==== Text for analysis ====

He would also oversee the opening of the Caesars in Ontario and prove the Perlmans prescient in their Atlantic City bid. While the Caesars Boardwalk Regency opened in 1979, it won’t be until Gluck’s relentless wrangling of costs and overhead that the asset really began to shine in the mid-80s.
Due to his success keeping costs in line, Gluck also had to face off several buyout attempts throughout the overly leveraged 1980s by larger firms hoping to capitalize on Caesar’s ability to spin off cold, hard cash, including one by Donald Trump. But Gluck was successful each time.
The Buyout Years
1995 ITT bought Caesars World for 1.7 billion; in 1998, they were sold again to Starwood and then again in 2000 to Park Place. Park Place, believing that the Caesars name still retained some panache, renamed Park Place to Caesars Entertainment, but by 2004, this new company was sold yet again to Harrah’s for a whopping $10 billion. Then, in 2006, Apollo Capitol and Blackstone bought the whole lot. These two large investment firms had absolutely no experience running casinos. They paid $17.1 billion in cash, which was all debt-financed. When the deal closed in 2008, Harrah’s was taken private, owing 25 billion in debt.

==== Recorded information ====

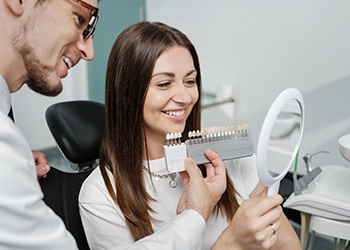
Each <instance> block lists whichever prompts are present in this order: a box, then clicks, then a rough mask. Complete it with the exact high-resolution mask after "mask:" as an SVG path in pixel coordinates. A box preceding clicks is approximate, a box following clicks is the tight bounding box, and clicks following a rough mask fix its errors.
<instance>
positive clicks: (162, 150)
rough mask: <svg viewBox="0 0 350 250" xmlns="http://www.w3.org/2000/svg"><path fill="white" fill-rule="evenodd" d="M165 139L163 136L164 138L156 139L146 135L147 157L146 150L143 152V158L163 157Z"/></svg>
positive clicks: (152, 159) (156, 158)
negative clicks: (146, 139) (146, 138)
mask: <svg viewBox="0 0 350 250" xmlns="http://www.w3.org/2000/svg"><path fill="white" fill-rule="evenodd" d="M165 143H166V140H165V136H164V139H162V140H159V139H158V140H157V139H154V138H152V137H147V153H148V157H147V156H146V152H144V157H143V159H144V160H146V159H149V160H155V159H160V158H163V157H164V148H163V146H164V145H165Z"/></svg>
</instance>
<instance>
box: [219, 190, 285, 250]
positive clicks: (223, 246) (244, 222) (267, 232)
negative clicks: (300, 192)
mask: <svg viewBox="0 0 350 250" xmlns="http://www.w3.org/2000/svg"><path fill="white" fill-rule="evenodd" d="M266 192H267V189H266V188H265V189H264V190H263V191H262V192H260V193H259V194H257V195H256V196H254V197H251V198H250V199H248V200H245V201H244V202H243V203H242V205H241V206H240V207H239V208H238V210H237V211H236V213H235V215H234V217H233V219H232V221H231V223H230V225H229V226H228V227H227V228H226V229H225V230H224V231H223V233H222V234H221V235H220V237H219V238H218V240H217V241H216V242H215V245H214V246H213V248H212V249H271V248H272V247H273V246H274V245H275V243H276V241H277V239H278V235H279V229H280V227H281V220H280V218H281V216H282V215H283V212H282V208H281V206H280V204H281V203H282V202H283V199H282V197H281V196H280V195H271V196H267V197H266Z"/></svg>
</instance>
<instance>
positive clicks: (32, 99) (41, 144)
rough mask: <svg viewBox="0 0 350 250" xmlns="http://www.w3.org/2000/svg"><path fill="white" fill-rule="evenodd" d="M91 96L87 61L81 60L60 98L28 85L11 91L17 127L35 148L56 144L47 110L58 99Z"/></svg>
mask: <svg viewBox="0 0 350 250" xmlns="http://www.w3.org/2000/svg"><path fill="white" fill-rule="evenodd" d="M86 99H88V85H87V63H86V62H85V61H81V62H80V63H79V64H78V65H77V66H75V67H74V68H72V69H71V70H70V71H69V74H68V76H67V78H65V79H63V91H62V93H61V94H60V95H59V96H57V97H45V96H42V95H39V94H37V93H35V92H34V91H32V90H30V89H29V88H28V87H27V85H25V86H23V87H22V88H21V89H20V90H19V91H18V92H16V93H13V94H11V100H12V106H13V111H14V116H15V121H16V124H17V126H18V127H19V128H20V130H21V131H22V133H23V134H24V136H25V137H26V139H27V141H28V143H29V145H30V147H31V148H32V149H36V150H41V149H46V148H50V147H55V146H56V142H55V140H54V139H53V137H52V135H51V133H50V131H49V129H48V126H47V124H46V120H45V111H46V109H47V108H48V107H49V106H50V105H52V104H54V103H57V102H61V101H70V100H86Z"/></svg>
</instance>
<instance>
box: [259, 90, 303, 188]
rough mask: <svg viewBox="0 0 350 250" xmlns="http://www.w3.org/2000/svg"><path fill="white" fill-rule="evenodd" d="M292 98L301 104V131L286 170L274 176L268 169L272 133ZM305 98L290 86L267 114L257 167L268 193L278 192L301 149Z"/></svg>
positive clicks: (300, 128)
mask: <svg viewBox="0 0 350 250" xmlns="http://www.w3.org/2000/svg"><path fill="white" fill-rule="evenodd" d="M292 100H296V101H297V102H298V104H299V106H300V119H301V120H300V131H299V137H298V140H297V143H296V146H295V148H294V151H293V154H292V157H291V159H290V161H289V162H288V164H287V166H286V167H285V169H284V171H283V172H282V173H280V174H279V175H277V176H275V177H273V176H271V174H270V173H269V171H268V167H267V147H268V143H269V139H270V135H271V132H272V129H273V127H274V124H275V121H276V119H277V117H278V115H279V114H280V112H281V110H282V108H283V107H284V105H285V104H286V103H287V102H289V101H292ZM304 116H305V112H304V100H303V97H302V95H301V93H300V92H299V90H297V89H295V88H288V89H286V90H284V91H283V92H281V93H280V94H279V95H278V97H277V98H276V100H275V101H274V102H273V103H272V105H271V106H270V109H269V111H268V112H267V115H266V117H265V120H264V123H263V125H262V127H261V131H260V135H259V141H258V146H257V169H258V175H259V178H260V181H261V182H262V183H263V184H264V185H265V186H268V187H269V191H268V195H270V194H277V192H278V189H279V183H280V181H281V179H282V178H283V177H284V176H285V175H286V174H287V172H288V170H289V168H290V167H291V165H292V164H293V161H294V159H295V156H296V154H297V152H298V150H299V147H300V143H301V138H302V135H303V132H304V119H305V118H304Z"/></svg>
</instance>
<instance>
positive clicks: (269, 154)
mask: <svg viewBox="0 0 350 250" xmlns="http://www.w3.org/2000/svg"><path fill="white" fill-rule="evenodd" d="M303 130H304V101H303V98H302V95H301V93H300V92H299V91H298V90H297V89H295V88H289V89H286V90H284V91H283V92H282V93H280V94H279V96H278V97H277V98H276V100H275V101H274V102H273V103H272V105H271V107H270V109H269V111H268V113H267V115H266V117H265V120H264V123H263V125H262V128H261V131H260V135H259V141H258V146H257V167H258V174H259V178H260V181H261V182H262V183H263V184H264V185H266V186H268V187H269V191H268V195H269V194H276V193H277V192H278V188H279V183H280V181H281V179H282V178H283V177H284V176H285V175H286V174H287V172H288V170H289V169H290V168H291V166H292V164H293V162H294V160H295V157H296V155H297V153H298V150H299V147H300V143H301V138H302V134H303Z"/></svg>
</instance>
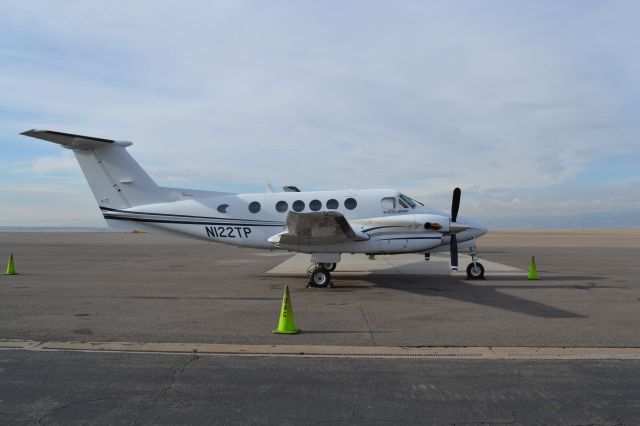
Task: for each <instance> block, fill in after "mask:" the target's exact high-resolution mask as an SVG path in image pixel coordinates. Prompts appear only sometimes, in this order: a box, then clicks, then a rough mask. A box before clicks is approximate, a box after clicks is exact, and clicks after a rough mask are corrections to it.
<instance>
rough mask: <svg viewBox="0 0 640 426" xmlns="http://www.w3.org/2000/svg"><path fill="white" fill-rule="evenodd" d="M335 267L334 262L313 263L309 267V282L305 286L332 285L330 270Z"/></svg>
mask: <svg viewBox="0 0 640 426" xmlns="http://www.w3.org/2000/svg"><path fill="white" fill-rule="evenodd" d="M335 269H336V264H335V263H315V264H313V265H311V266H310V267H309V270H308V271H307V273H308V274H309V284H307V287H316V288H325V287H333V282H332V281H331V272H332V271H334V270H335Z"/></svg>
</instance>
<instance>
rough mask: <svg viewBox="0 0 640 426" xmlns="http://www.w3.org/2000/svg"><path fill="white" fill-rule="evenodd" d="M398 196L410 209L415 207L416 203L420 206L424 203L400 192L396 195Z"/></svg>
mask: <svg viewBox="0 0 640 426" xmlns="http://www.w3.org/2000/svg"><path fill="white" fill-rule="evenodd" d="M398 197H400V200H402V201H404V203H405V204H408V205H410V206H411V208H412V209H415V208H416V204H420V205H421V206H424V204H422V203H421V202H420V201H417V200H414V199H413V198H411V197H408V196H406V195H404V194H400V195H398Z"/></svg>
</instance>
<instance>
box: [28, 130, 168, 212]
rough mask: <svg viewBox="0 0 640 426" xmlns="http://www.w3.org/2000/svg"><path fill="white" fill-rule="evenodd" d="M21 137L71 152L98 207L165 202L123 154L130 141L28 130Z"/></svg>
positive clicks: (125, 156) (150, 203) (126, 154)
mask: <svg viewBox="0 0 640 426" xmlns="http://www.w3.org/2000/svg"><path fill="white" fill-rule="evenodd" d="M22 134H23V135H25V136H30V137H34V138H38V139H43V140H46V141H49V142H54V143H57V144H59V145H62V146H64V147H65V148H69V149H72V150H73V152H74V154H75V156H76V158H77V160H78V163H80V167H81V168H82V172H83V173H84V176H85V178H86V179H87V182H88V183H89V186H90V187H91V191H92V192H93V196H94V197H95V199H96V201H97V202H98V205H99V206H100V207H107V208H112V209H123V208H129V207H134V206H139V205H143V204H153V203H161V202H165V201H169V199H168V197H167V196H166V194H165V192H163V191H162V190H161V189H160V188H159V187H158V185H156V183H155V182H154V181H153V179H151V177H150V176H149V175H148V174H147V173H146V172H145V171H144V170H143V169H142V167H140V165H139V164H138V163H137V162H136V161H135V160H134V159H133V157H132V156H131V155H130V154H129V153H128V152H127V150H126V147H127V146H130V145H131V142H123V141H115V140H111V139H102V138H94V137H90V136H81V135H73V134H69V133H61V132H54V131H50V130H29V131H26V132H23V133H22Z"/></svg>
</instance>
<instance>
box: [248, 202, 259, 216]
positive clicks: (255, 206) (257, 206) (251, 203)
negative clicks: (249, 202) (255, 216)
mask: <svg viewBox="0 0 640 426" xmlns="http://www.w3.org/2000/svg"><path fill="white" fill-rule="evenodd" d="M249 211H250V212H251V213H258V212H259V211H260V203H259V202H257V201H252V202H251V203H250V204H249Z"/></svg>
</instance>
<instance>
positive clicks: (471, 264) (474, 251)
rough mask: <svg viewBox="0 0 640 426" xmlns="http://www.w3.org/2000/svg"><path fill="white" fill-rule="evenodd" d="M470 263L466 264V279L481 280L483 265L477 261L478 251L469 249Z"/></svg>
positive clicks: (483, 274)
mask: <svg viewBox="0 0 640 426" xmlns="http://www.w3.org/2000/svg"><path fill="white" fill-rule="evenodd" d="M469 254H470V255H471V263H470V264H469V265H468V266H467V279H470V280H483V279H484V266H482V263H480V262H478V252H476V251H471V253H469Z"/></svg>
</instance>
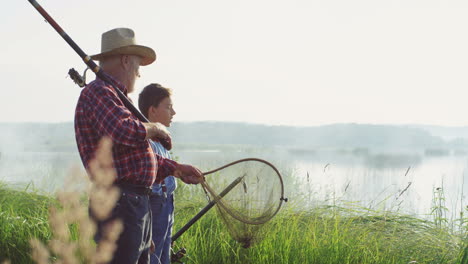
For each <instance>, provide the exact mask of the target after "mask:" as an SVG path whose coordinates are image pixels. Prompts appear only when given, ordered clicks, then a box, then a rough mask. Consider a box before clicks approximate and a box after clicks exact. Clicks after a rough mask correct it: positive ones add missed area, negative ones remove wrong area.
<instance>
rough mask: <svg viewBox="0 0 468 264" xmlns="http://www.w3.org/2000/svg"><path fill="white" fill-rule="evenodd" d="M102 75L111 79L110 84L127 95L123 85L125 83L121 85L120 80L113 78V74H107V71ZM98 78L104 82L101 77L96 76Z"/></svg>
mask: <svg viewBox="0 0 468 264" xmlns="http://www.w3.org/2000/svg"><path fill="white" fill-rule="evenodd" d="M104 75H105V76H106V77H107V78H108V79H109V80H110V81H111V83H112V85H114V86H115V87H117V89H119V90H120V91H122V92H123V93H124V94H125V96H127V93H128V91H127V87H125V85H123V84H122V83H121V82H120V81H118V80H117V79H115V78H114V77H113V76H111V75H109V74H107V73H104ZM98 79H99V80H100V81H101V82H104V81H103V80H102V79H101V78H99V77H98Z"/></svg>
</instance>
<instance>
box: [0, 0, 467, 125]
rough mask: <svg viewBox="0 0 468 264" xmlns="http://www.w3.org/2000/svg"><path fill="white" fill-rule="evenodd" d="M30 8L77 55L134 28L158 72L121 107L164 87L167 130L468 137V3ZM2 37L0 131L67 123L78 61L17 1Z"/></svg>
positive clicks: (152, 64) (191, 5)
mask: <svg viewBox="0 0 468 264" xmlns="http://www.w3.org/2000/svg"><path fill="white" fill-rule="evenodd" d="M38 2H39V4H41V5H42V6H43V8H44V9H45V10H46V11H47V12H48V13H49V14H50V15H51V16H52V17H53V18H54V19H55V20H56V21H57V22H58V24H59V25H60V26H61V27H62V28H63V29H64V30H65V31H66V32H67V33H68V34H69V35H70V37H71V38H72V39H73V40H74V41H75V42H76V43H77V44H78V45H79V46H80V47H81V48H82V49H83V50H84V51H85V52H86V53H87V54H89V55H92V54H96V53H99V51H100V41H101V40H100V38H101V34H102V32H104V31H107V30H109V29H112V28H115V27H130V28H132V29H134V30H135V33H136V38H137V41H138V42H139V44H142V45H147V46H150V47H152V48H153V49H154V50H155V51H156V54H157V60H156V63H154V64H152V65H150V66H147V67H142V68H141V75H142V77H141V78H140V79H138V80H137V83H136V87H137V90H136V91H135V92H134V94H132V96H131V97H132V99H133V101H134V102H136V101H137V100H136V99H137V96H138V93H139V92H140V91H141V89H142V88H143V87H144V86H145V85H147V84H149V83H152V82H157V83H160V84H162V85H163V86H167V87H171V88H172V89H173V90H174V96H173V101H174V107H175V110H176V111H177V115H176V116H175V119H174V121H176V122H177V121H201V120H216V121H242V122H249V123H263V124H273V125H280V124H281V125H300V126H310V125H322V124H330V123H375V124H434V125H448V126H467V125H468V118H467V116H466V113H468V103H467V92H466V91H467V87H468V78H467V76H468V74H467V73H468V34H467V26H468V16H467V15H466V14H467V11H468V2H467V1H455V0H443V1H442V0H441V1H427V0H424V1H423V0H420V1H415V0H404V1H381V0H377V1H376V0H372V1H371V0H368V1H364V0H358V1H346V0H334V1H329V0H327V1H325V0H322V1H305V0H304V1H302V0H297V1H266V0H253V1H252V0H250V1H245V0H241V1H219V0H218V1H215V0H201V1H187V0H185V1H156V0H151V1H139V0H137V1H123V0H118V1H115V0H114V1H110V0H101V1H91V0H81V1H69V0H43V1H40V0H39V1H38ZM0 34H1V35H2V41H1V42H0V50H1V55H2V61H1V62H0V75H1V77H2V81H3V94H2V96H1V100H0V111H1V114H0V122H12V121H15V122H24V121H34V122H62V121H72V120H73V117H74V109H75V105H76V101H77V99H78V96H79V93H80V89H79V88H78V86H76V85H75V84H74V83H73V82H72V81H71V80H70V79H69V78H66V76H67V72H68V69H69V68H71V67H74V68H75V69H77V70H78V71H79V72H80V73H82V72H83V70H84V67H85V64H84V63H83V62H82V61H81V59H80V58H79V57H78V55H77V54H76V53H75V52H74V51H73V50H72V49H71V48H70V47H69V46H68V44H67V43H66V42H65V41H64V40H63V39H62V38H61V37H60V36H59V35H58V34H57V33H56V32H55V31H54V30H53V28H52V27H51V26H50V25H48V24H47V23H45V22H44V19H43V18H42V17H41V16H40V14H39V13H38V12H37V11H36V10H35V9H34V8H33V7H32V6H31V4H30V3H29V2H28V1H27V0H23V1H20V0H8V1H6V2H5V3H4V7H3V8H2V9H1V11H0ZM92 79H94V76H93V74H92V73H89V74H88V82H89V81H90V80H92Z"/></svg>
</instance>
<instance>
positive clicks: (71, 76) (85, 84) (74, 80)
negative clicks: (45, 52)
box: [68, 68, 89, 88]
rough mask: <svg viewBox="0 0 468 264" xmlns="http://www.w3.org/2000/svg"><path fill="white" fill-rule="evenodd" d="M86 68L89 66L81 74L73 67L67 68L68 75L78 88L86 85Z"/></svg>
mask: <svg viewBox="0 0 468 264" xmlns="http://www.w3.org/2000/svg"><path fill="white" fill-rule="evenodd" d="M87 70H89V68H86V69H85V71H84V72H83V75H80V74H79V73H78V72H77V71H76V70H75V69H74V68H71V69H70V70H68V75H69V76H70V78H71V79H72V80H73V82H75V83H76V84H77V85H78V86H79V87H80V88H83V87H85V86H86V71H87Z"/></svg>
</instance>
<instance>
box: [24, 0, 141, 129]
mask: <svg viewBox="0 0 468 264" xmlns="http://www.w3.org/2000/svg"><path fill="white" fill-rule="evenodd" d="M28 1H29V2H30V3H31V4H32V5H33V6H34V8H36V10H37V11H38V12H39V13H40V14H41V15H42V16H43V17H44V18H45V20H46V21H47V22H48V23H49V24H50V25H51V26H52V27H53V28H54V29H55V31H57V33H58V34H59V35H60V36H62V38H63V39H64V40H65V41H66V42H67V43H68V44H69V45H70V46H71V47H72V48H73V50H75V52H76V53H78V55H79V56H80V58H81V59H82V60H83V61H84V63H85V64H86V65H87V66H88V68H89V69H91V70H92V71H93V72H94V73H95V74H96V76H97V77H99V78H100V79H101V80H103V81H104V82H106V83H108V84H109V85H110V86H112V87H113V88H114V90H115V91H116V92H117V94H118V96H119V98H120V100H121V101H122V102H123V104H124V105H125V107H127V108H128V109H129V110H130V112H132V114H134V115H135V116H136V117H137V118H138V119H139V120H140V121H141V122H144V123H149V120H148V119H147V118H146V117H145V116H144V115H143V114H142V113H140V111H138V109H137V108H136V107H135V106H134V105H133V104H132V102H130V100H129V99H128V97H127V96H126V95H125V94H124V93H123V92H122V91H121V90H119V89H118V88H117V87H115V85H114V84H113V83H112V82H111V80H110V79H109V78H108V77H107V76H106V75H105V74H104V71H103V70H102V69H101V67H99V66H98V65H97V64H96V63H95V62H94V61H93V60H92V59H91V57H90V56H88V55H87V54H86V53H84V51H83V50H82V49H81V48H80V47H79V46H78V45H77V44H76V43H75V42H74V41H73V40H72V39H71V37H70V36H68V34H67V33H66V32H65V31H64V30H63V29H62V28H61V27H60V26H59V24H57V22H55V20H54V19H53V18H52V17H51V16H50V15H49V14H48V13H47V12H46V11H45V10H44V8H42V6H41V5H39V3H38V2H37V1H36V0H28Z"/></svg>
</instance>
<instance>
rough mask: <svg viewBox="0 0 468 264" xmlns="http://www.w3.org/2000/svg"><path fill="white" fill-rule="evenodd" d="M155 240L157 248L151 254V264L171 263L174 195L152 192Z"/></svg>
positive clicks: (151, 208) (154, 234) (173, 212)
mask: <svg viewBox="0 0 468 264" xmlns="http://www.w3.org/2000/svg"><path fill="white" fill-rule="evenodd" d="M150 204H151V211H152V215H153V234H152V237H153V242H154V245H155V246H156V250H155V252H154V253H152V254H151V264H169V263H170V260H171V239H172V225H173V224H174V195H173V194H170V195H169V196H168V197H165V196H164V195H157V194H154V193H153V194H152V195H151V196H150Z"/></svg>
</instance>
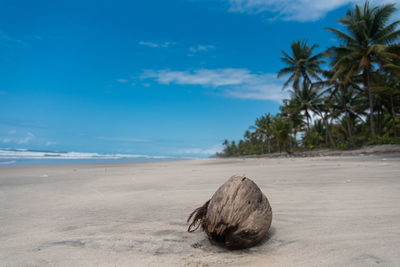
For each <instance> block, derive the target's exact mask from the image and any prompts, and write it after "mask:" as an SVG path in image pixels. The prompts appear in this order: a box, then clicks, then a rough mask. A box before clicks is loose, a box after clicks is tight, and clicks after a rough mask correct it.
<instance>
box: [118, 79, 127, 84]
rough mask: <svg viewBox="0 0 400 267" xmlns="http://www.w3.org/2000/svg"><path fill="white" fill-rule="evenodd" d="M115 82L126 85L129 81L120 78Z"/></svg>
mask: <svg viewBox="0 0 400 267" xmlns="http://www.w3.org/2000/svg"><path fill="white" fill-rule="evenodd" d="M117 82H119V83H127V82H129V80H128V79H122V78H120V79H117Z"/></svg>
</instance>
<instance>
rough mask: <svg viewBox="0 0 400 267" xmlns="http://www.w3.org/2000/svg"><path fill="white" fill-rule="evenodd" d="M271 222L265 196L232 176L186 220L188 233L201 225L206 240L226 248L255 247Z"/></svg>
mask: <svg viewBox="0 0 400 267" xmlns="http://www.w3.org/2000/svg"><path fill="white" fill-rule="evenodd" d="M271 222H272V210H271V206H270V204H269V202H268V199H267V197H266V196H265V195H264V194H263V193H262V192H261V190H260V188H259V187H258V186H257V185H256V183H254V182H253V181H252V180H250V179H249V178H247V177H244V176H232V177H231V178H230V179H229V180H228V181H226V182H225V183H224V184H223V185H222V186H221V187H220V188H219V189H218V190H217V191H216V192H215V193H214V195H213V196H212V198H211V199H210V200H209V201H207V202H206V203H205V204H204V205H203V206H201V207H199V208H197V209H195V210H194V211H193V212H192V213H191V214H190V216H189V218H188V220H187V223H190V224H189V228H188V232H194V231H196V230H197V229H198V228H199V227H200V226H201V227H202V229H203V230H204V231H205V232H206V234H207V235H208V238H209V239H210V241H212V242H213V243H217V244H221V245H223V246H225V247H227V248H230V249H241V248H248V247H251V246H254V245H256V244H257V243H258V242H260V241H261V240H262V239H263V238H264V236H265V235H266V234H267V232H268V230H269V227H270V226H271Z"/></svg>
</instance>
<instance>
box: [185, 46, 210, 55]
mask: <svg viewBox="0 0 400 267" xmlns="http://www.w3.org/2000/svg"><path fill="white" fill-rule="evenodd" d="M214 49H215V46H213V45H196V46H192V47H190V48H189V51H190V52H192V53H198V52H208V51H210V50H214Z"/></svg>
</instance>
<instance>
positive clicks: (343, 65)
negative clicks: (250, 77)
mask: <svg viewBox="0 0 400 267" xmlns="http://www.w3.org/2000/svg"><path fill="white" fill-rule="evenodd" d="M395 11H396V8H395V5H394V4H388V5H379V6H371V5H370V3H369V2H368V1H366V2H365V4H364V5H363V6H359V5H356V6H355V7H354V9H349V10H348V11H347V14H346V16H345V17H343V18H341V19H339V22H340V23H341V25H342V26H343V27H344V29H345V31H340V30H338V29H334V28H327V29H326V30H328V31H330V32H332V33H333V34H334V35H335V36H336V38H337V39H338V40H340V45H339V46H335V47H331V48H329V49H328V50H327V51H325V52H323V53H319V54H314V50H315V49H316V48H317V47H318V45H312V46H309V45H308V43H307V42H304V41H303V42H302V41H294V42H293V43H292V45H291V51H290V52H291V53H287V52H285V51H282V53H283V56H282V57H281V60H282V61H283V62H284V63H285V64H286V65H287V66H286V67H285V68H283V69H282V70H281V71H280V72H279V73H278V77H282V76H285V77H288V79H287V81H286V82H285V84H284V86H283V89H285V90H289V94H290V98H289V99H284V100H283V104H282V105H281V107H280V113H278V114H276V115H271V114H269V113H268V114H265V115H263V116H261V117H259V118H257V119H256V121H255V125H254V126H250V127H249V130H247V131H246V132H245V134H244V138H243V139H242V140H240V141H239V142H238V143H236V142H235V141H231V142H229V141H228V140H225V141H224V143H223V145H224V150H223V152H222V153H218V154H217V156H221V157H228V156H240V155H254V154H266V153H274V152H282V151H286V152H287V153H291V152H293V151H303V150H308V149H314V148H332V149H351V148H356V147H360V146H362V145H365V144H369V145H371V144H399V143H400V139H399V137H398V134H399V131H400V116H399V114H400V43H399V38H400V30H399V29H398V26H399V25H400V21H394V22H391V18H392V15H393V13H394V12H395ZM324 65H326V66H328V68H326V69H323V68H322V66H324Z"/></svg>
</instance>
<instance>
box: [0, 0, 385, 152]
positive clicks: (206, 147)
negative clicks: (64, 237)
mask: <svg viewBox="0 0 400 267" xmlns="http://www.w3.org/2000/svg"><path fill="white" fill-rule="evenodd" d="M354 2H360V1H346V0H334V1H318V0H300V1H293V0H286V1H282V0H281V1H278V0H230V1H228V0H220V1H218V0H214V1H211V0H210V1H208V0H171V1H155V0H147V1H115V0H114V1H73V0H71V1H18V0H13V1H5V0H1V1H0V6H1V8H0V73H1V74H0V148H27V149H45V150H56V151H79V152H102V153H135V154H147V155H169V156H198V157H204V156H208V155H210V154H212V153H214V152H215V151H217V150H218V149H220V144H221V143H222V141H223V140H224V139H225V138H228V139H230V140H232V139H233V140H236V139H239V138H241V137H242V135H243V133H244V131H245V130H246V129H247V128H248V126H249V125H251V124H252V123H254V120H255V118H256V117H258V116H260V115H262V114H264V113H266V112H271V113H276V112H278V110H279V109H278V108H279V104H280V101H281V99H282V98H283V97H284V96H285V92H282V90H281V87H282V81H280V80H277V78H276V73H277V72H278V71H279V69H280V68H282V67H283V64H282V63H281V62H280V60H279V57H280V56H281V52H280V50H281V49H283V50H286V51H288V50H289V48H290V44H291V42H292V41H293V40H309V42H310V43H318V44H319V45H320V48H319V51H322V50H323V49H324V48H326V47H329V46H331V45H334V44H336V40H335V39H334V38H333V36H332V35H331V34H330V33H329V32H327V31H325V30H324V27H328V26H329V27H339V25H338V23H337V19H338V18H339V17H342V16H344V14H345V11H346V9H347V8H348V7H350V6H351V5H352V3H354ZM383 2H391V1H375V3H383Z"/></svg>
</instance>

====

Things to do.
**a.** Answer these questions using the passage about Caesars:
(i) In what year did the Caesars Boardwalk Regency open?
(ii) Who bought Caesars World in 1995, and for how much?
(iii) How much did Apollo Capitol and Blackstone pay, and how was that sum financed?
**b.** List every four-digit year that appears in the passage about Caesars.
**c.** Reproduce the passage about Caesars word for word, from "Due to his success" up to and including "successful each time.".

Solutions to the exercise.
**a.**
(i) 1979
(ii) ITT, for 1.7 billion
(iii) $17.1 billion in cash, all of it debt-financed

**b.** 1979, 1995, 1998, 2000, 2004, 2006, 2008

**c.**
Due to his success keeping costs in line, Gluck also had to face off several buyout attempts throughout the overly leveraged 1980s by larger firms hoping to capitalize on Caesar’s ability to spin off cold, hard cash, including one by Donald Trump. But Gluck was successful each time.